§ **AIM OF THE EXERCISE**:
Show each line of the records below that contains the word "verge", copying every such line in full.

BEGIN RAW RECORDS

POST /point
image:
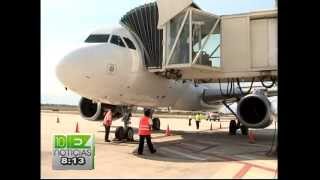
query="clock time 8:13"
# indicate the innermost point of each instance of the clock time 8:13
(72, 161)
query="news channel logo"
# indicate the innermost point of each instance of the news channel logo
(73, 151)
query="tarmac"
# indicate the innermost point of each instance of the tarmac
(187, 153)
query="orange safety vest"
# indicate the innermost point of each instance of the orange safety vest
(144, 126)
(108, 119)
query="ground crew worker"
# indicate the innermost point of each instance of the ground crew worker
(198, 118)
(107, 121)
(145, 132)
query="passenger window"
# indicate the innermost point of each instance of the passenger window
(117, 40)
(129, 43)
(97, 38)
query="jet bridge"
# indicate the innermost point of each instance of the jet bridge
(181, 41)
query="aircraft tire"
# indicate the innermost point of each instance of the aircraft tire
(232, 127)
(156, 123)
(119, 133)
(129, 134)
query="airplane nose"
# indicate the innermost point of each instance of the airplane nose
(65, 70)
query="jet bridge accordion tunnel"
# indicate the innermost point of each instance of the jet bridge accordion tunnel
(142, 22)
(181, 41)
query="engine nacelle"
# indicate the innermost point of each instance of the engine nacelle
(94, 111)
(254, 110)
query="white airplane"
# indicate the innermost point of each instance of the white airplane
(108, 71)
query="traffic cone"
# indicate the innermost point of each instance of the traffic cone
(252, 137)
(77, 128)
(168, 131)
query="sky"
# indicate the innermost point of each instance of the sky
(66, 24)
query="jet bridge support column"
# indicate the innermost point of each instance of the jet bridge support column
(233, 126)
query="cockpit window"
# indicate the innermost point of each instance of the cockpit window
(117, 40)
(97, 38)
(129, 43)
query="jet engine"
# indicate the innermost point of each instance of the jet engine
(254, 110)
(92, 111)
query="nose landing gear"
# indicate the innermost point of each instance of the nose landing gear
(125, 132)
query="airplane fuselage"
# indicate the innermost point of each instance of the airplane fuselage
(109, 73)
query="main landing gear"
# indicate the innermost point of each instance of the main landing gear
(125, 132)
(233, 126)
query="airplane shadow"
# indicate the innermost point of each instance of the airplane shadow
(206, 146)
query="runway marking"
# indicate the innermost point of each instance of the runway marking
(242, 171)
(241, 162)
(182, 154)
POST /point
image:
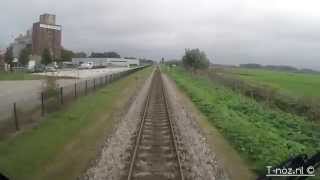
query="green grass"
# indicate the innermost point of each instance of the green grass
(293, 84)
(263, 136)
(62, 146)
(10, 76)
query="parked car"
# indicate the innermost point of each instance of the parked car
(39, 68)
(51, 69)
(87, 65)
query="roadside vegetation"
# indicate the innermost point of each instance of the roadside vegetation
(293, 84)
(11, 76)
(65, 142)
(296, 93)
(263, 135)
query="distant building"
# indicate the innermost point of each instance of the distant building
(46, 35)
(107, 62)
(20, 43)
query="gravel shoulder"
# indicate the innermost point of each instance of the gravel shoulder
(206, 154)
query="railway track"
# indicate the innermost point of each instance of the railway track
(155, 155)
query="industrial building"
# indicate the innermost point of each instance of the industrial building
(107, 62)
(21, 42)
(46, 34)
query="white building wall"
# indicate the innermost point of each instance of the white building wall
(121, 62)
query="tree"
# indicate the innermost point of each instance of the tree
(66, 55)
(24, 56)
(8, 56)
(195, 59)
(46, 57)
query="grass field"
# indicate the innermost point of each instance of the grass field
(10, 76)
(263, 136)
(294, 84)
(62, 146)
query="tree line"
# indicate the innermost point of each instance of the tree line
(193, 60)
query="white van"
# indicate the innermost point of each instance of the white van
(87, 65)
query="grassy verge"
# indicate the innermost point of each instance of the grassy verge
(11, 76)
(65, 142)
(293, 84)
(263, 136)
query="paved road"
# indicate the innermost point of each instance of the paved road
(27, 93)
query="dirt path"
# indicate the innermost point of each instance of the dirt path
(208, 154)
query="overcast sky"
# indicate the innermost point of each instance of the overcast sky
(283, 32)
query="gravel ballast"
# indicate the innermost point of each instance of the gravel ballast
(115, 153)
(198, 161)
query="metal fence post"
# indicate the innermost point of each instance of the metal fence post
(61, 95)
(16, 121)
(86, 88)
(42, 103)
(75, 89)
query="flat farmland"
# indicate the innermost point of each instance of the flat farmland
(293, 84)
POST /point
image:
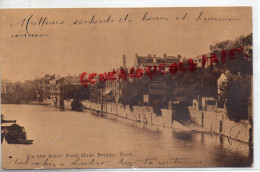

END RAW RECORDS

§ **FINAL ANSWER**:
query="grassy verge"
# indicate the innermost point of each instance of the grassy verge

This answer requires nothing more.